Commercial landlords were granted a modicum of relief from the stresses of the COVID-19 outbreak last week, when the federal and provincial governments announced the jointly-funded Canada Emergency Commercial Rental Assistance plan. The plan should help property owners worried about their tenants’ ability to pay rent recoup a fraction of their potential losses, but it doesn’t address many of the legal issues they may be struggling with.
The potential for legal problems to arise in the residential space is real enough; anyone who’s visited the Landlord Tenant Board can attest to that. Commercial properties, where two separate bottom lines are at stake, can be even thornier legal environments. And that’s in the best of times. The unprecedented business disruption brought on by COVID-19 has meant a host of new challenges real estate lawyers in the commercial space are currently trying to resolve.
Pavel Malysheuski, who specializes in corporate and commercial law at Lockyer + Hein LLP, has seen a number of commercial deals be put on hold because lenders are uncertain how to properly finance and assess properties whose retail rental income is, under current conditions, far from guaranteed.

▶ Given records:
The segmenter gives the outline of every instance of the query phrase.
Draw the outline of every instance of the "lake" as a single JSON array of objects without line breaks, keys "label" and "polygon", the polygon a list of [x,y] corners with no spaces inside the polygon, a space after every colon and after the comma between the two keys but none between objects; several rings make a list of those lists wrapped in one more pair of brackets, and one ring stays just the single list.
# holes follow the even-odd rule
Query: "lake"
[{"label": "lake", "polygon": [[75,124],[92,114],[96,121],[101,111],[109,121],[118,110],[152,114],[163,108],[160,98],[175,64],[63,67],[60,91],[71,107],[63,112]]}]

▶ Exercise objective:
Please reproduce word for word the part of the article on commercial landlords starting with "Commercial landlords were" and going on through "be struggling with.". The items are separate material, unrelated to the article on commercial landlords.

▶ Output of the task:
Commercial landlords were granted a modicum of relief from the stresses of the COVID-19 outbreak last week, when the federal and provincial governments announced the jointly-funded Canada Emergency Commercial Rental Assistance plan. The plan should help property owners worried about their tenants’ ability to pay rent recoup a fraction of their potential losses, but it doesn’t address many of the legal issues they may be struggling with.